* [ARBEITSAUFTRAG]:
Nimm den Lerntext über Schulen, Spielplätze und die Körperbildung der Mädchen wieder auf und schreib ihn nach seinem letzten Satz weiter.

Das Zweckmäßigste und Förderlichste für die Mädchenschönheit der weniger bemittelten Klassen könnte natürlich von seiten der Schule geschehen, die recht eigentlich die Pflicht hat, hier an Stelle der Mütter zu treten, die frühmorgens an die Fabrik denken und an ihr Sparkassenbuch, nicht an Kniebeugen oder sonstige Gymnastik. Langsam, langsam regt sich denn hier auch bei uns endlich ein wenig guter Wille. Doch nur mit Beschämung, wenn man die eigenen Zustände vor Augen hat, vermag man davon zu hören, wie beispielsweise in der Stadt Chicago auf zweiundvierzig Quadratmeilen Gesamtfläche sieben Quadratmeilen Sportplatzgelände kommen. Der sechste Teil! Welch ein öder Steinhaufe sind im Vergleich mit diesem Dorado leibesfroher Jugend große Quartiere von Berlin! Mit welchen Augen, mit welchem Kopfschütteln wird man eines Tages die riesigen, käfigartigen Schulkästen betrachten, die mitten in das Häusermeer ohne Garten und Vorplatz hineingestellt sind, so daß die Kinder oft neben den Müllgruben oder gar den Latrinen ihr Frühstücksbrot verzehren müssen, während an ein frohes Getümmel überhaupt gar nicht zu denken ist. Vom Reichsausschuß für die olympischen Spiele erfuhren wir, daß die nordamerikanischen Spielplätze nicht nur, wie bestenfalls bei uns, aus einer bloßen Grasfläche bestehen, sondern es befinden sich auf ihnen, um nur das Wesentlichste zu nennen: Turn-, Sport- und Promenadenplätze, Turnhallen mit Badegelegenheiten, Lese- und Versammlungsräume, öffentliche Turngeräte, freie Schwimm- und Plantschbecken, Speiseräume, Ankleideräume mit Duschen und so weiter. Besoldete Jugendpfleger leiten nicht etwa die einzelnen Spiele, sondern überwachen den ganzen Betrieb, damit jeder Einzelne, voran die Mädchen, auch an Selbständigkeit zu seinem Recht komme.

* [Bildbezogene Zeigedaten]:
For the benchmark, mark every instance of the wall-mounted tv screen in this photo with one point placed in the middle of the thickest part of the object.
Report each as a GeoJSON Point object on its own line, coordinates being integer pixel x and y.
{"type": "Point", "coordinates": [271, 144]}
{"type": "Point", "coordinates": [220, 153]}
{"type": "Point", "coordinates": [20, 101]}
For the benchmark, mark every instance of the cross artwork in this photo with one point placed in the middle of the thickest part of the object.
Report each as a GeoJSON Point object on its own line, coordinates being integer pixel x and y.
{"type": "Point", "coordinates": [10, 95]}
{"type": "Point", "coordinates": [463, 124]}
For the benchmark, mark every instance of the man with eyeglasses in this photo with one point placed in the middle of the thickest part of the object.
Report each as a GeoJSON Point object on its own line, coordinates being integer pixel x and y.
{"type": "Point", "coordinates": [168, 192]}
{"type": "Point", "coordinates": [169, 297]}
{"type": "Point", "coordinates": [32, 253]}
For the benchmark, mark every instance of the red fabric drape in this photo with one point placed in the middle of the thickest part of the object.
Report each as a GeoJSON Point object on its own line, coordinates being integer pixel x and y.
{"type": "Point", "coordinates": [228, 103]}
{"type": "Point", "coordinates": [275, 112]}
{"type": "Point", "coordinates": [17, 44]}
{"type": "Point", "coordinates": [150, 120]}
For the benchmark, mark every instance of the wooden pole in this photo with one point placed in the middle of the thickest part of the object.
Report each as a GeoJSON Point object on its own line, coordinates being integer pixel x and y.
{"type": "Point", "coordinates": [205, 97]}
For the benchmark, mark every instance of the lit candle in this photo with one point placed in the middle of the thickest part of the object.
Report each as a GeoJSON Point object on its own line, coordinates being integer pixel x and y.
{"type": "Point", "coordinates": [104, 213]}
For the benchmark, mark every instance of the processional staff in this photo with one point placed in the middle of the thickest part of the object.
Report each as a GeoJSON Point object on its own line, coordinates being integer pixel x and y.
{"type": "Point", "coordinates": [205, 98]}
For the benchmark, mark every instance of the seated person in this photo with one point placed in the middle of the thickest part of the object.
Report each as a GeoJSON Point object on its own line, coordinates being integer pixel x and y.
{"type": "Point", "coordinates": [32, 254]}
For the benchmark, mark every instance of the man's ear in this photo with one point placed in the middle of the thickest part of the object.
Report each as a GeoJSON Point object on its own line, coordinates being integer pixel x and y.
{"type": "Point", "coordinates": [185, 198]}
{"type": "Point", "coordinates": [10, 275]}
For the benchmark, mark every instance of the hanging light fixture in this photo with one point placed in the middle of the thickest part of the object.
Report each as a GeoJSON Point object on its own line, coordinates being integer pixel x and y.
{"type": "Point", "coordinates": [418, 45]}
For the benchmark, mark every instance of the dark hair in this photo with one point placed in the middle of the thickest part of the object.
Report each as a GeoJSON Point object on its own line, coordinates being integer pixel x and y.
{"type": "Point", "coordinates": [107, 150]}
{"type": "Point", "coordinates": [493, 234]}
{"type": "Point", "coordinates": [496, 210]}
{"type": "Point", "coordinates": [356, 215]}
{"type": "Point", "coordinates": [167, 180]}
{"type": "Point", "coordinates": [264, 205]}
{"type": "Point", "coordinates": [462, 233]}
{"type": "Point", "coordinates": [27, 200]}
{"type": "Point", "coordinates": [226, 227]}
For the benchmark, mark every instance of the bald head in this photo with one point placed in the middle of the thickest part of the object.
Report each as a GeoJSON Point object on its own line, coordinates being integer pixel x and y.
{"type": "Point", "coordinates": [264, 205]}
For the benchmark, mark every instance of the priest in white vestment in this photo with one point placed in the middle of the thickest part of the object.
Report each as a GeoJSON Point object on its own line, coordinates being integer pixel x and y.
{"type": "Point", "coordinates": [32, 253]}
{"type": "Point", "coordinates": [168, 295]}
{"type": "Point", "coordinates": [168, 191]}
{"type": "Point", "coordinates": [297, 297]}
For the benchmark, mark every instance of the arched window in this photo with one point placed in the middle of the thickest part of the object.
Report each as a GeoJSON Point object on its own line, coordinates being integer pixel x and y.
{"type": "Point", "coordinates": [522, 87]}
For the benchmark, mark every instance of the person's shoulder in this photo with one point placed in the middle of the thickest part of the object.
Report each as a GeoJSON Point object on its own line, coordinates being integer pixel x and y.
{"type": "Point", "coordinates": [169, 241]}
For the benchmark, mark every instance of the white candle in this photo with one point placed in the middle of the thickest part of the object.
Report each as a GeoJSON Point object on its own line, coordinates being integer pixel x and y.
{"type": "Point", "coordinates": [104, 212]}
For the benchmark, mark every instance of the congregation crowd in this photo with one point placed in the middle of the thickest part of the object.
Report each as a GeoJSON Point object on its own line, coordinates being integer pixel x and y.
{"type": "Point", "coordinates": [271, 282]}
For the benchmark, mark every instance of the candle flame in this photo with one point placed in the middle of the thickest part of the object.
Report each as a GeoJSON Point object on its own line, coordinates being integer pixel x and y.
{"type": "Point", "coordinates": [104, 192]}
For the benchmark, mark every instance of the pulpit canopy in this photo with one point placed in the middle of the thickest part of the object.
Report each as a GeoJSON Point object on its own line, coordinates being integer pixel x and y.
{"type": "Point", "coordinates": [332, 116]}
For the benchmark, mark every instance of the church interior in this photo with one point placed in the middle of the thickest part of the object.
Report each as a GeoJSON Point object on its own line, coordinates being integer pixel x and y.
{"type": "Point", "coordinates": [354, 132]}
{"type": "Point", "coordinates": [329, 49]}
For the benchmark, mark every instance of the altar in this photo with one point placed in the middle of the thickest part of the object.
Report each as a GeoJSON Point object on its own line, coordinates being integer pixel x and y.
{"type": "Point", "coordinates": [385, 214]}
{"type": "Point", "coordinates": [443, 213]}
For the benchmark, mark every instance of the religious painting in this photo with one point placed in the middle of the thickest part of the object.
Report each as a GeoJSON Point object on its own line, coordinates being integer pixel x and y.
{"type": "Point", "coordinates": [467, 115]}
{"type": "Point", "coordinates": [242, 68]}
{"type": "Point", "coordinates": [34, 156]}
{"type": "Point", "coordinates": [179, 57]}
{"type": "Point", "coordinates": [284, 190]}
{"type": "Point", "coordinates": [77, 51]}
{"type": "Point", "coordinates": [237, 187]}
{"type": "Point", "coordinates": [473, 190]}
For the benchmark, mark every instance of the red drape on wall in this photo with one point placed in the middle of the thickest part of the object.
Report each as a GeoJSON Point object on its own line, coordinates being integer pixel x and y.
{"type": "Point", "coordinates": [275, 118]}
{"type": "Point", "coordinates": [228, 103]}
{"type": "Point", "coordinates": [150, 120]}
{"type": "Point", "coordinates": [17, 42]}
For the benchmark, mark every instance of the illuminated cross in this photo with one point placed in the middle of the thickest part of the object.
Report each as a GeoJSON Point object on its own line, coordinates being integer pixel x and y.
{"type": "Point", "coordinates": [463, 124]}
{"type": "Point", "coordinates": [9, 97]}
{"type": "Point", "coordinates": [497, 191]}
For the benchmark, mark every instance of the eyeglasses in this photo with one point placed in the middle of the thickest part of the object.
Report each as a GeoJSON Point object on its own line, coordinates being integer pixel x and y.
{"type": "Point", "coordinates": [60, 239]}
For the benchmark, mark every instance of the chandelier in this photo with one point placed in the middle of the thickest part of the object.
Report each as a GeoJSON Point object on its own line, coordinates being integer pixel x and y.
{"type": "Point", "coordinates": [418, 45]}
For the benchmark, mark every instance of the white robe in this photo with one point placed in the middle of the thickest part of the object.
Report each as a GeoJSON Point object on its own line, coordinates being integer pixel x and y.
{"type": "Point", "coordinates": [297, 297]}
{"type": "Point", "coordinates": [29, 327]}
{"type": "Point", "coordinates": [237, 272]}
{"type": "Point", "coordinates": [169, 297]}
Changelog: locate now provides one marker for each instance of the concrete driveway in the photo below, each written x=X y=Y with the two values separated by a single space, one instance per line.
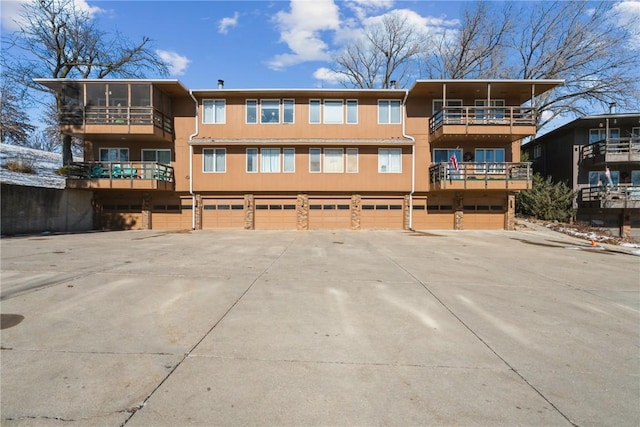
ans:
x=331 y=328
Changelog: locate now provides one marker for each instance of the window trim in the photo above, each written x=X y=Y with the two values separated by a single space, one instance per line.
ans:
x=214 y=150
x=389 y=102
x=292 y=150
x=380 y=157
x=319 y=159
x=214 y=101
x=257 y=156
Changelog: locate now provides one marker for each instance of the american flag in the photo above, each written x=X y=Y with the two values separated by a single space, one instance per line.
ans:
x=454 y=162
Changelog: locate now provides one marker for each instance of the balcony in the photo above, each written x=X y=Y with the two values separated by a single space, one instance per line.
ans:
x=126 y=121
x=612 y=150
x=120 y=175
x=500 y=124
x=623 y=196
x=480 y=176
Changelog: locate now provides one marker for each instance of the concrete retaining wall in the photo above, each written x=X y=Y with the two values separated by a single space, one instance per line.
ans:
x=36 y=210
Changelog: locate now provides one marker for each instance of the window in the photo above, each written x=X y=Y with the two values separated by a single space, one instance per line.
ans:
x=251 y=111
x=352 y=111
x=214 y=111
x=537 y=151
x=252 y=160
x=270 y=111
x=494 y=159
x=289 y=160
x=314 y=111
x=158 y=156
x=389 y=160
x=333 y=160
x=214 y=160
x=288 y=111
x=333 y=111
x=314 y=160
x=597 y=135
x=389 y=112
x=270 y=160
x=114 y=154
x=352 y=160
x=599 y=178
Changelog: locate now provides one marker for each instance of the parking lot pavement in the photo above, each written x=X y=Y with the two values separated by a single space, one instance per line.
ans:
x=324 y=328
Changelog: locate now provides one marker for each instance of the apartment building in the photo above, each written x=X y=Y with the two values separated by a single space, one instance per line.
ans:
x=599 y=158
x=444 y=154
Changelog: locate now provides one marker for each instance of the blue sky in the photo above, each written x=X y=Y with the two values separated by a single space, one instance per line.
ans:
x=251 y=44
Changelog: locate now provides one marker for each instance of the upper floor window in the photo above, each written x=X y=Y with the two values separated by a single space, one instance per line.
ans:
x=213 y=111
x=600 y=134
x=114 y=154
x=389 y=111
x=214 y=160
x=389 y=160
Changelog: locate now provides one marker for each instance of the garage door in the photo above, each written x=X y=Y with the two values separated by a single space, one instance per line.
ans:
x=329 y=213
x=381 y=214
x=484 y=215
x=222 y=213
x=275 y=213
x=432 y=217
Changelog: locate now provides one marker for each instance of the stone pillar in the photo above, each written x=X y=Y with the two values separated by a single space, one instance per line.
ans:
x=198 y=213
x=625 y=223
x=458 y=214
x=356 y=208
x=146 y=211
x=302 y=212
x=406 y=208
x=249 y=212
x=510 y=214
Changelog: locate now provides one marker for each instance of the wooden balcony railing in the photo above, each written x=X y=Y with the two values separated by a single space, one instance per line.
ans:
x=475 y=176
x=82 y=116
x=612 y=150
x=482 y=116
x=619 y=196
x=135 y=175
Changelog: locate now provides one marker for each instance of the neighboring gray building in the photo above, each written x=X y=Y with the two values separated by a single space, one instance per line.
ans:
x=599 y=157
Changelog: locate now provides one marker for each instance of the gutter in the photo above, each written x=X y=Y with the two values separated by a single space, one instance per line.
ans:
x=193 y=196
x=413 y=159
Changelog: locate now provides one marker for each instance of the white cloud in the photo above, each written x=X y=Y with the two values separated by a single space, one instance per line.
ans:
x=301 y=30
x=627 y=14
x=225 y=23
x=177 y=63
x=327 y=76
x=11 y=12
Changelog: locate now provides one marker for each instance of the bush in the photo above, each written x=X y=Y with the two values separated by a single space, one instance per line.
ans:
x=21 y=166
x=546 y=200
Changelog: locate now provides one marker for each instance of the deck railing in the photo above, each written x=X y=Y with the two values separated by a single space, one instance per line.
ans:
x=479 y=116
x=480 y=171
x=119 y=171
x=622 y=149
x=81 y=116
x=619 y=196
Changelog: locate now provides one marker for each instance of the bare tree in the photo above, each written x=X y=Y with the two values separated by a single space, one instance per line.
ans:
x=15 y=127
x=58 y=39
x=383 y=54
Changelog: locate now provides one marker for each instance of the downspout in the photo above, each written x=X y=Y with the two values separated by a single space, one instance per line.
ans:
x=193 y=196
x=413 y=159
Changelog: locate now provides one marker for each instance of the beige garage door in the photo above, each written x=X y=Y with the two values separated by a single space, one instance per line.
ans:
x=275 y=213
x=381 y=214
x=329 y=213
x=432 y=217
x=222 y=213
x=487 y=214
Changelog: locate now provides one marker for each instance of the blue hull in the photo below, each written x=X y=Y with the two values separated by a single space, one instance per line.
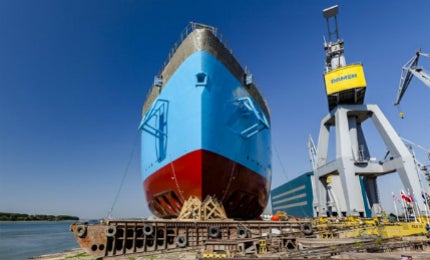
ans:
x=204 y=107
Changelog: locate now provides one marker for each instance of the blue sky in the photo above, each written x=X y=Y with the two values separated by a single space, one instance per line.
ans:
x=74 y=76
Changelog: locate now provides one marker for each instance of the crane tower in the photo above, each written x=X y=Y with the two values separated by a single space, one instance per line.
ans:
x=347 y=185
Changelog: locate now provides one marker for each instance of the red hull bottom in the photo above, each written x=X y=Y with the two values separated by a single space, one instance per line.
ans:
x=201 y=173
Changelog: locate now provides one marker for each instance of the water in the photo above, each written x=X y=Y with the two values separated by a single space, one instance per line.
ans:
x=21 y=240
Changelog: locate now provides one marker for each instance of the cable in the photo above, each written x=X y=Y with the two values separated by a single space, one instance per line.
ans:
x=109 y=215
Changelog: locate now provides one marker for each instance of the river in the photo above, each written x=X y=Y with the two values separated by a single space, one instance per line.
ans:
x=21 y=240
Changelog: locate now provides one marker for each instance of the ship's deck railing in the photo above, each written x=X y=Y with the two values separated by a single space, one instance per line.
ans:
x=187 y=30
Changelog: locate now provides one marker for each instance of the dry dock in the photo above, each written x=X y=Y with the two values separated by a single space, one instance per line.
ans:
x=417 y=247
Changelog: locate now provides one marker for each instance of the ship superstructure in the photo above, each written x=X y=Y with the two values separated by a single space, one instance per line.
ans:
x=205 y=131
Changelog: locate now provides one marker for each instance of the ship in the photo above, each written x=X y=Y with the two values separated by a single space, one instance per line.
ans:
x=205 y=130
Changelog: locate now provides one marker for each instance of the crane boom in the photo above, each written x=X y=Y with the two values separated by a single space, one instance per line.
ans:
x=409 y=70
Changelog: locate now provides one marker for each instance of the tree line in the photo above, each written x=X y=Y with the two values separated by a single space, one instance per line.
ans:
x=4 y=216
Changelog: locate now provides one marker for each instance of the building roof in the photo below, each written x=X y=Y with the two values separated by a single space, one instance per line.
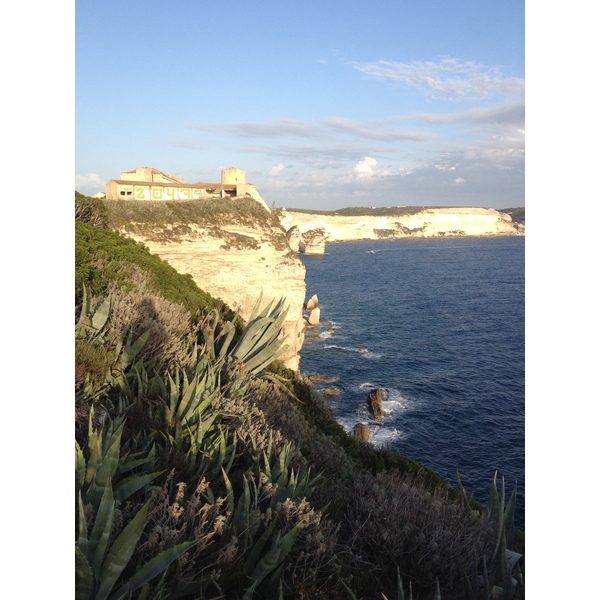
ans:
x=199 y=185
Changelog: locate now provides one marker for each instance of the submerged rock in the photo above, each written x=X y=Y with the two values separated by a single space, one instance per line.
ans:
x=294 y=237
x=361 y=432
x=312 y=303
x=375 y=401
x=314 y=317
x=313 y=242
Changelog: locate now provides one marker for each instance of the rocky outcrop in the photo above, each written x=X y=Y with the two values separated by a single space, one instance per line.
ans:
x=312 y=303
x=323 y=378
x=375 y=401
x=316 y=229
x=315 y=316
x=239 y=264
x=313 y=241
x=294 y=238
x=361 y=432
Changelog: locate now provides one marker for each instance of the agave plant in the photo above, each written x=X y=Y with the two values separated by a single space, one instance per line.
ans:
x=500 y=578
x=100 y=556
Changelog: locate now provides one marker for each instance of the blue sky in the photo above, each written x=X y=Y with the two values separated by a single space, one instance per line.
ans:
x=324 y=104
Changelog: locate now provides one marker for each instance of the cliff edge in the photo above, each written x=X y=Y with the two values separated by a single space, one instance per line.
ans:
x=233 y=248
x=398 y=222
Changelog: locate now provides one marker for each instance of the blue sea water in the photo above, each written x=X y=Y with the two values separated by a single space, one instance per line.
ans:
x=439 y=323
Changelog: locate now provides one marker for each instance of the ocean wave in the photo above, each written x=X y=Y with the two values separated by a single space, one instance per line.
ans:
x=348 y=349
x=379 y=435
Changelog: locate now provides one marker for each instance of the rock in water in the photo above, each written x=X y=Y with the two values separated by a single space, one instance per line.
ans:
x=376 y=403
x=314 y=317
x=361 y=432
x=313 y=242
x=320 y=378
x=294 y=238
x=312 y=303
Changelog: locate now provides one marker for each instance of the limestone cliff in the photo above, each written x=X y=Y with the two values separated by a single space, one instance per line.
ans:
x=402 y=222
x=232 y=258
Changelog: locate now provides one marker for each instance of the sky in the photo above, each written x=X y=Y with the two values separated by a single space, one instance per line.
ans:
x=324 y=104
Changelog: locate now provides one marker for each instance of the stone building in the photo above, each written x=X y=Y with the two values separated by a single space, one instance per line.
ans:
x=145 y=183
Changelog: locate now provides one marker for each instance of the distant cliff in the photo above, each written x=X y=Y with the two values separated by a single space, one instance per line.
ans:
x=397 y=222
x=234 y=249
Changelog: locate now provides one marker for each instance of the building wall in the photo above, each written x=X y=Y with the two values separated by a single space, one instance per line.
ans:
x=233 y=176
x=119 y=190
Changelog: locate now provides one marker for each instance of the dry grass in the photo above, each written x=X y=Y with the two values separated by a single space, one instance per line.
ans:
x=172 y=334
x=396 y=522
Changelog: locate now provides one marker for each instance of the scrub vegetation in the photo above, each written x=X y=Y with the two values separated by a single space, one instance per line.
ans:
x=206 y=469
x=174 y=221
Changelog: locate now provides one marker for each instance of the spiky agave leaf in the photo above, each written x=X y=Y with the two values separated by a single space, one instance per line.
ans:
x=120 y=553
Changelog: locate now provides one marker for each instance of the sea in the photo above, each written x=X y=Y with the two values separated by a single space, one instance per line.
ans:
x=439 y=325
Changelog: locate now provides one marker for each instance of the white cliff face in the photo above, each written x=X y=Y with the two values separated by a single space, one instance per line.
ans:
x=240 y=275
x=432 y=222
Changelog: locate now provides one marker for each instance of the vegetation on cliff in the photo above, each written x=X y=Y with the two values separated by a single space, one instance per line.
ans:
x=204 y=469
x=366 y=211
x=173 y=221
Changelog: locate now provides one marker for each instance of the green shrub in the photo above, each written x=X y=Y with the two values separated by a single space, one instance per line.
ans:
x=104 y=257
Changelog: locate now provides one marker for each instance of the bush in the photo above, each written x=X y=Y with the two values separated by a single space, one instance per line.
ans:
x=105 y=258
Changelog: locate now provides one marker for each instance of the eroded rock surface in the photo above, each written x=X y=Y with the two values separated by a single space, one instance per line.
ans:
x=375 y=401
x=428 y=222
x=238 y=264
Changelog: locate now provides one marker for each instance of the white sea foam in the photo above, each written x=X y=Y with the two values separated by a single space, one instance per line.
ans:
x=385 y=436
x=349 y=349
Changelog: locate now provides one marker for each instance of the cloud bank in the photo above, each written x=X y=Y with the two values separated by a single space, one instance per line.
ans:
x=449 y=78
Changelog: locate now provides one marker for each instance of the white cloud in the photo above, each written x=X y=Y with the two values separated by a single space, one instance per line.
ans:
x=89 y=184
x=364 y=168
x=449 y=77
x=274 y=171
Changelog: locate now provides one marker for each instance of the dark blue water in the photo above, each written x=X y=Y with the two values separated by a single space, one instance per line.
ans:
x=440 y=324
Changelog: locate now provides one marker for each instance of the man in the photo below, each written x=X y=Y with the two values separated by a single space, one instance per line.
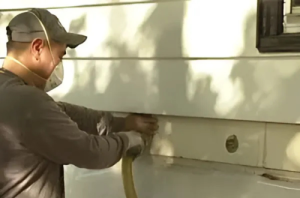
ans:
x=37 y=135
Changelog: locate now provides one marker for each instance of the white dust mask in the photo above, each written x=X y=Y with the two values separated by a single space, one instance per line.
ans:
x=57 y=75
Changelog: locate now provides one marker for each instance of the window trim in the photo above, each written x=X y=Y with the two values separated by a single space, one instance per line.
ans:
x=270 y=36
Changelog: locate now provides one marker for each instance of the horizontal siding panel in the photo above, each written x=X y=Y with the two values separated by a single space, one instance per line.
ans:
x=255 y=90
x=169 y=29
x=205 y=139
x=282 y=147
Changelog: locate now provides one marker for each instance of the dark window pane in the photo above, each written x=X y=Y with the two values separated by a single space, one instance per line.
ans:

* [ERGEBNIS DER ÜBUNG]:
Was haben wir Ähnliches dem an die Seite zu stellen? Nicht nur an tatsächlichen Einrichtungen, sondern an Gesinnung, an Verständnis und Opferfreudigkeit für die Trägerinnen unserer nationalen Zukunft? Blickt man um sich, so sind es fast allgemein nur die für Mädchen überhaupt nicht in Betracht kommenden Radrennbahnen, die sich einer gewissen Volkstümlichkeit erfreuen. Ist erst einmal der ganze Umfang der eingerissenen Vernachlässigung offenbar, dann wird man über die Kaltherzigkeit, über die Gedankenlosigkeit staunen, mit der Hunderttausende deutscher Arbeitertöchter, die schon auf der Schule nichts Rechtes für Leibestüchtigkeit genossen hatten, von der Schule hinweg als Lehrmädchen in die Fabriken geschickt wurden, wo sie gleichfalls nichts vorbereitet fanden. Sie brauchen aber etwas, das dienlich dazu wäre, ihnen mit der Kraft auch die Schönheit zu pflegen, sie blühend und stark zu machen, ihnen Freude an der Leibesübung zu wecken oder, wenn sie schon geweckt war, zu erhalten und zu sichern.

siehe Bildunterschrift

Tafel XVI. Lebensfreude. Plastiken von Professor Stephan Sinding.

siehe Bildunterschrift

Tafel XVI. Tänzerin. Plastiken von Professor Stephan Sinding.

siehe Bildunterschrift

Tafel XVII. Nach der Gymnastik. Aus Meusendieck. Körperkultur der Frau. Verlag von F. Bruckmann A.-G. München.

siehe Bildunterschrift

Tafel XVII. Vor der Gymnastik. Aus Meusendieck. Körperkultur der Frau. Verlag von F. Bruckmann A.-G. München.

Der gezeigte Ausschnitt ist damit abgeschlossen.